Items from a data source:
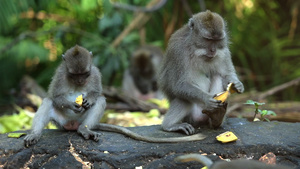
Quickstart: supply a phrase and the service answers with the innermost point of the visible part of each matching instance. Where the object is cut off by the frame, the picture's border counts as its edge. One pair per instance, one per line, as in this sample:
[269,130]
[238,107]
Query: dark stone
[55,148]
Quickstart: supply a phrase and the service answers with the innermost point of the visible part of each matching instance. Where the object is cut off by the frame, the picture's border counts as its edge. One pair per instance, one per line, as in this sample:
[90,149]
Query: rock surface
[61,149]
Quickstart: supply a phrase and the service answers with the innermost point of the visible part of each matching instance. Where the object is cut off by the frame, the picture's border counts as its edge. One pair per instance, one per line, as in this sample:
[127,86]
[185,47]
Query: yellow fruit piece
[226,137]
[79,100]
[224,95]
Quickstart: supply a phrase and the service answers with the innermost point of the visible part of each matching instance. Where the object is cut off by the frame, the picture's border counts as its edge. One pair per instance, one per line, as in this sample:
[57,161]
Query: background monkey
[234,164]
[75,76]
[196,66]
[140,79]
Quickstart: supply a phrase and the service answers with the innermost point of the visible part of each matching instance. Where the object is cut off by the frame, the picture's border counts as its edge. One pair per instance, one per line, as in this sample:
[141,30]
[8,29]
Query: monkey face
[79,79]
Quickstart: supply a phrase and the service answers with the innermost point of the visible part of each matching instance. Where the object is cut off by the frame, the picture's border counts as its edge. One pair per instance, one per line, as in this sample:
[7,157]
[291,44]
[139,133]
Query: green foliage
[262,113]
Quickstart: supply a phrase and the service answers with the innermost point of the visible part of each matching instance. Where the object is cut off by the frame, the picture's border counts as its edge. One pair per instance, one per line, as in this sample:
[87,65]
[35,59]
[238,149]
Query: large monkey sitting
[197,65]
[140,79]
[78,76]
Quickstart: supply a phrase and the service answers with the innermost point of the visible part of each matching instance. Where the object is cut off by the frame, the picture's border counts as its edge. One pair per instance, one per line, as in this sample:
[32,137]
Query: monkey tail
[127,132]
[195,157]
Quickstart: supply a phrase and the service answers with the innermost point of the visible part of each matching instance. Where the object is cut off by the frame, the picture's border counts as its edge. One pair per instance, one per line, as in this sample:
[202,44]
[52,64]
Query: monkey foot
[216,115]
[185,127]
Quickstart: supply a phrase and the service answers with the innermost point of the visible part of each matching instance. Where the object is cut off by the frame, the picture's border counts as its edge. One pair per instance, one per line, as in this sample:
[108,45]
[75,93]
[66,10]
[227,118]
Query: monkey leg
[216,116]
[178,110]
[40,120]
[93,117]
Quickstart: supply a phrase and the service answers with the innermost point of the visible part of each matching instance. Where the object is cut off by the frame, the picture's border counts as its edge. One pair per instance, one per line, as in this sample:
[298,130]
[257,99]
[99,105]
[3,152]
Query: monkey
[140,79]
[76,76]
[197,65]
[234,164]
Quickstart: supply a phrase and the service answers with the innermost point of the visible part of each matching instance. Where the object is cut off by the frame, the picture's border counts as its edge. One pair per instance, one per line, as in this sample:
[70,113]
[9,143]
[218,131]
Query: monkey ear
[191,23]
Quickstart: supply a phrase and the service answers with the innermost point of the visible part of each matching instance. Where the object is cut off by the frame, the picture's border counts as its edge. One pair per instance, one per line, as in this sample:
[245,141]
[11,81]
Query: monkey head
[78,62]
[208,34]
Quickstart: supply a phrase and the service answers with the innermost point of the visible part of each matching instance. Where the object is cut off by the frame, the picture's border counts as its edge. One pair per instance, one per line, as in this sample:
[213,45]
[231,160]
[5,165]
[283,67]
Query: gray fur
[197,55]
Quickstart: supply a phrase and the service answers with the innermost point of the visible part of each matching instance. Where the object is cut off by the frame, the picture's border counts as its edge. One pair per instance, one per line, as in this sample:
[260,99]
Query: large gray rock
[61,149]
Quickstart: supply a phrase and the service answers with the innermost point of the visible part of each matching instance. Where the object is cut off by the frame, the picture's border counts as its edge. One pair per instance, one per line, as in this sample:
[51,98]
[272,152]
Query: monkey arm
[230,76]
[94,88]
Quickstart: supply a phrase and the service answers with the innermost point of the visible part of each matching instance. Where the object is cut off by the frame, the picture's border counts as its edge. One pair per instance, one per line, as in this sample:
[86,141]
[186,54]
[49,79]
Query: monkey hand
[87,133]
[238,86]
[211,103]
[86,104]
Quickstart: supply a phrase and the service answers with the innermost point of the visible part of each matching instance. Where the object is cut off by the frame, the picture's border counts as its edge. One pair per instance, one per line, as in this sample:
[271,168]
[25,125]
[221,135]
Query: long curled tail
[127,132]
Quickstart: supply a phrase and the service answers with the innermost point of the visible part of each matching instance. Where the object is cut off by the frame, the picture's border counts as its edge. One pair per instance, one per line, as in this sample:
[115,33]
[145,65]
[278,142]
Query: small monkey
[140,79]
[75,76]
[196,66]
[78,76]
[234,164]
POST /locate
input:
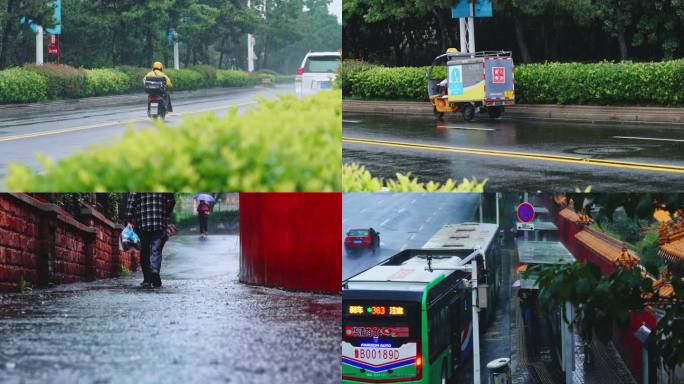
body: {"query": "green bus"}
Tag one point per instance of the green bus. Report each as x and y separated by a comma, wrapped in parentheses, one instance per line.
(469, 236)
(405, 322)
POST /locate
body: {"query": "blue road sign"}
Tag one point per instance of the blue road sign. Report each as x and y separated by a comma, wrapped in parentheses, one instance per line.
(525, 212)
(57, 30)
(482, 8)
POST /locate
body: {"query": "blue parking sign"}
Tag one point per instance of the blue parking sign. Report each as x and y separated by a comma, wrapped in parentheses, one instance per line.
(456, 80)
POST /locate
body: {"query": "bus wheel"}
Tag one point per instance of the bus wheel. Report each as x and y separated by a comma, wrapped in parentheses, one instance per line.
(468, 111)
(495, 112)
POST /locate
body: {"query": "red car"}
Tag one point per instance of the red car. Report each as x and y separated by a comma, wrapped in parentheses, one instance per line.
(362, 238)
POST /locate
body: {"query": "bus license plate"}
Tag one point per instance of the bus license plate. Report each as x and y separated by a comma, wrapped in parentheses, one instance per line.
(379, 356)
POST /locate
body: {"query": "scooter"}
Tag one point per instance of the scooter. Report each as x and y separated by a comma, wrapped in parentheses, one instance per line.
(156, 106)
(155, 87)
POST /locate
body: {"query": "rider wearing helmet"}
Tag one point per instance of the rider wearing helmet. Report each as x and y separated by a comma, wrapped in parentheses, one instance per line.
(158, 71)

WORK INSTRUCTIONS
Without the pictures, repeat all the records word for word.

SOLUTION
Quickstart: supply a phrase and the service answers with the innermost point of the visible part of each matching instance. Where the object is cut off by the frame, the picture's border counts as its edge. One pair per instance, one per line, as in this sample:
[269,130]
[238,107]
Query: dark stone
[55,148]
Quickstart: supply a phrase and the service answers with the innermost point of the visible part of each matching instance. Where the object is cut off by the frame, the picture's border counts as its edge. One pair per instance, one per line, as in this sample:
[90,149]
Query: rock surface
[61,149]
Quickstart: supply a phrase and the service answers with the innermost point of the visible part of each matching instance. Where the object is cut off by the frame, the picture's border counts as its edge. One pair per instance, one per line, as in this sample:
[127,86]
[185,47]
Query: yellow fruit piece
[226,137]
[79,100]
[224,95]
Quickstart: supply a phrase and the service answers with the innermost point of the visible part of each matching instance. Where the object is cut off by the frame, the picture's border counts as its edge. One pair per instance, one per line, as in this sample:
[57,161]
Query: background monkey
[234,164]
[75,76]
[196,66]
[140,79]
Quickstart: supply a phrase and the service answers with the innermost point of the visible part of each matching instance. Where the object is cut off by the frame, the picture's border counts as its edge. One pair per instance, one per line, as in this sample:
[141,30]
[8,29]
Query: monkey face
[79,79]
Quickstart: supply a phrase and the service answers with the innermost point of the visible part of each matching instance. Where the object is cut off by the frame, the picture's border counts as its edge. One pair per instance, one per line, as in this sample:
[7,157]
[291,44]
[139,133]
Query: green foliage
[262,113]
Quickstart: supply a phrase and the service answers with the innermost point of the visible part of each matching instance. Where the object is cut off by the frame, the picture's border counts as its edge. One pair per instance, one per line, as in this sample:
[87,65]
[35,59]
[238,149]
Query: large monkey sitting
[197,65]
[140,79]
[78,76]
Quickstart: supply a phrase and the service answers with the innermost point of the visible part of each matching instance. Where the object is cut off by the frame, the picture's border counts as its edge. One pair per instance, one per line, as in this sample:
[32,137]
Query: monkey tail
[127,132]
[195,157]
Quickstart: supply a phrase and the service answers with the innermost point of the visible part of each matching instance. Where the object is cut off by the frame, the picture's border counts as its edge. One pair per instance, one per line, as in this sample:
[202,44]
[52,64]
Query: monkey foot
[216,115]
[185,127]
Quickstart: supply a phrase and the service answers with the innermost point of the visible part of each matching instance. Where the object is cut off by the frame, the picture's border counts as its edge. One pair per instance, one per line, as in this sample:
[108,45]
[75,93]
[66,10]
[227,118]
Query: monkey leg
[216,116]
[178,110]
[40,120]
[93,117]
Quickstart: supply a phrase and the service answers with the innermost point of the visible part of each matching instance. Where the object is cut off by the frame, the picture's border counts as its edge. One pair per instance, one per line, as in this sample:
[298,130]
[257,99]
[99,105]
[3,152]
Query: monkey
[140,79]
[76,76]
[197,65]
[234,164]
Quickstart: supply a phrase and the service answers with the innermost point of the visible part of each matching instance. Where the object is cut off by the frame, the picture's border counts as its edge. One pair per instance, one per line, as in this sample:
[70,113]
[9,143]
[218,131]
Query: monkey ear
[191,23]
Quickstart: supply a phrase and the service answers with the innermost point of the visible part of each matching instance. Where the object is cut off by the frame, the picture's border counts as its edge. One pair per instance, one per line, as in this sample:
[245,141]
[11,81]
Query: monkey head
[78,62]
[208,34]
Quickstart: supply a phrase and the service answers with the innermost point of the visible part of each matching instance. Where the object is cut off by the frame, the picture's border counts as its edge. One pair per instance, one per line, as in this sample:
[213,45]
[231,160]
[5,165]
[283,67]
Query: gray fur
[197,55]
Quickstart: supply a phrase and the service answers with the innermost point of the visible part of each matching instance. Where the object is cut off by the frame, the picture's border counts as its edge. One pair per instance, one per line, as in this sample:
[260,99]
Query: large gray rock
[61,149]
Quickstart: supply a phrase and the service answers with the innermost point of the visible part of each matching instance. Where the object is cut off by the frame, the picture's border counts as its edge. One pair per instance, one per line, as in this sample:
[51,98]
[272,152]
Query: monkey arm
[230,76]
[94,88]
Quickstart: supply a phrase and the service answers with the innermost point of the visible part of each matching instance. Where the object is cut off by the frame, the picture's border counts as its edge. One pair per instance, one per line, as in this sample:
[86,141]
[186,54]
[49,79]
Query: monkey hand
[87,133]
[238,86]
[211,103]
[86,104]
Quickstart: supply a phrase and the service answers with the innermost point of the visible part of each matching instance. Where the object is cut off by the frame, the picture's border counts as its edge. One pair per instance, one per line, as in this sample:
[271,168]
[25,125]
[221,135]
Query: long curled tail
[127,132]
Quickstart: supply a phrase and the service answers with the innermost point of the visible part of each matching instance. Where the object is cut off by the frame, the picture's border counts as its edge. One pair per instance, one per line, as in this sample:
[115,33]
[145,65]
[278,142]
Query: small monkey
[140,79]
[75,76]
[196,66]
[78,76]
[234,164]
POST /locate
input:
body: {"query": "green bus"}
Tag one point per instance of the green bus. Report each as x and y separated by a comma, wrapped in parentheses, one instance per line.
(469, 236)
(405, 322)
POST /locate
body: {"query": "blue road sign"}
Tag one point per instance of the blue road sign. Report each as x and y separated by a comma, wrapped in parentheses, one instance per line.
(525, 212)
(57, 30)
(482, 8)
POST /locate
body: {"query": "blue parking sign"}
Tag one point per instance of the blue parking sign. Report each as x and y separated by a comma, wrapped in parentheses, one instance per line.
(456, 80)
POST /locate
body: {"query": "bus wheel"}
Tag one point per instance of the bus wheel. Report each as x and y separated by a comma, wrapped in parentheses, one instance per line.
(468, 111)
(495, 112)
POST /locate
body: {"query": "red car"}
Tag one point per instance of the red car. Report each as x and y separated by a comma, wrapped in parentheses, one instance per line.
(362, 238)
POST /locate
body: {"query": "bus license plate"}
Tag one point per instance of the bus license plate. Report each as x and y separated by a comma, wrapped in parentheses, one instance per line.
(379, 356)
POST /locate
body: {"query": "scooter"}
Tag one point per instance of the scooter. Report each as x and y separated by a comma, wrapped in parentheses, one instance per line.
(156, 106)
(155, 87)
POST /locate
body: {"query": "rider wearing helmet"}
Tag one point per instance of the rider wearing helmet. Report each as x and y separated by a comma, wrapped in parentheses, one instance per line.
(158, 71)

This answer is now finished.